## SHORT EXERCISE
Reproduce the listing below, substituting "occurrence" for every "instance" and leaving everything else unchanged. Omit the pictures from your answer.

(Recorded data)
+ + + +

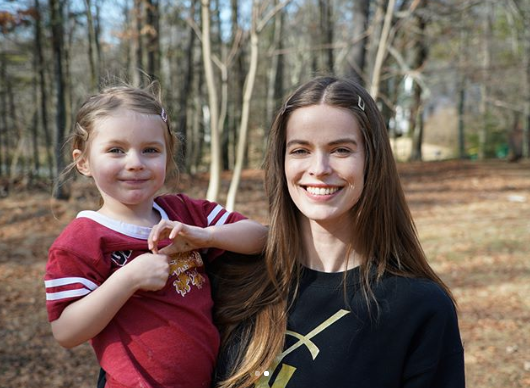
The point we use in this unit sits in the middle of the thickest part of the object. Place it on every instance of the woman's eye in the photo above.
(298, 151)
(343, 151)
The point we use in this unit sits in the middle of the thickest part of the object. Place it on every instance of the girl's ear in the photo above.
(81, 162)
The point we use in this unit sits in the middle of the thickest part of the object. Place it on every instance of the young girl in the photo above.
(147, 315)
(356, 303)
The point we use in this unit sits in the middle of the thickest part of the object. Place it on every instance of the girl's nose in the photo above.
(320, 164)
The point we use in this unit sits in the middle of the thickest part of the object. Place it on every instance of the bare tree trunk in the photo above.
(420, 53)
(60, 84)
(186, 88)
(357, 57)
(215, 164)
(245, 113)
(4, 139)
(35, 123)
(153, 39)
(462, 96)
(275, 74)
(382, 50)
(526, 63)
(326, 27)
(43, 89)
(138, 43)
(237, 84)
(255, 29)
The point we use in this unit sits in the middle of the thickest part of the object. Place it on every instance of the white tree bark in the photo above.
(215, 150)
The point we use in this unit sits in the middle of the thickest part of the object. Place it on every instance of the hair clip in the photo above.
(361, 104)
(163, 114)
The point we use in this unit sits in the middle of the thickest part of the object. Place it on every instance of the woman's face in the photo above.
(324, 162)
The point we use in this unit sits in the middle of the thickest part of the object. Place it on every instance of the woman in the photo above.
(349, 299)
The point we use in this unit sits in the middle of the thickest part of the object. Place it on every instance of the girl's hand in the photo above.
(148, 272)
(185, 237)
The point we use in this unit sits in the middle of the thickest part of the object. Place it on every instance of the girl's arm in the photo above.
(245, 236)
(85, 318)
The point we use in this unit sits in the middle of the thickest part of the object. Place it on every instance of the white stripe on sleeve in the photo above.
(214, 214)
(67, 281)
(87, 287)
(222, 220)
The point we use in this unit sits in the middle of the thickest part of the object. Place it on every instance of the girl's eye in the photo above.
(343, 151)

+ + + +

## RESPONSE
The point we use in this unit sits in the middle of the thickest part of the object. Place it on every occurrence of the woman's eye in the photo above.
(298, 151)
(343, 151)
The point we use in this unit sits in the middle of the thickest part of the object. Place it on every occurrence of the girl's ear in the photo above.
(81, 162)
The point we use in this unit sits in the middle of the thickest part of the object. Place it on every occurrence of the young girl in the photo above.
(147, 315)
(356, 303)
The point we use in this unit sits in the middle of the thickest part of the object. Place it on every occurrence of the girl's nose in the photo above.
(320, 164)
The point we use in this unit sits in the middle of the thickest part of the object. Place it on every occurrence of the bare tree trunk in the photo above.
(420, 53)
(60, 84)
(186, 88)
(357, 57)
(215, 164)
(245, 113)
(4, 139)
(35, 123)
(153, 39)
(462, 96)
(275, 74)
(382, 50)
(526, 63)
(326, 27)
(43, 89)
(138, 43)
(237, 84)
(255, 29)
The point we use in this unit sits in the middle of the thickest part of the object. Place it on every occurrence of the white tree bark in the photo above.
(215, 150)
The point we use in this unit sits in the middle of the thickest part of the object. Place it on every occurrence of the hair clip in the photo above.
(361, 104)
(163, 114)
The point we use in this unit sits in the middle of the thickest part of the object. Place it on every occurrence of the woman's face in the photo above.
(324, 162)
The point we use in this unit sits in the middle of the thickest part of the object. Place it on every occurrence of the woman in the photo above.
(349, 299)
The point we use in this unit sits in the middle of the thickest part of the object. Place it on every occurrence of the girl's hand in the photo above.
(148, 272)
(185, 237)
The point we use in this unit sits in the middle of the thickest part of the object. Place it on every occurrence of the girl's arm in the photo above.
(245, 236)
(85, 318)
The point we use in this unit sits in the middle of the thickest part of the object. Place it on every occurrence of the white stripe on sleeve in the photo above.
(214, 214)
(67, 281)
(87, 287)
(222, 220)
The point we use in this unit sits in the middle of the thickest part of the object. Place it on every occurrence of the girl's eye in the photo above.
(343, 151)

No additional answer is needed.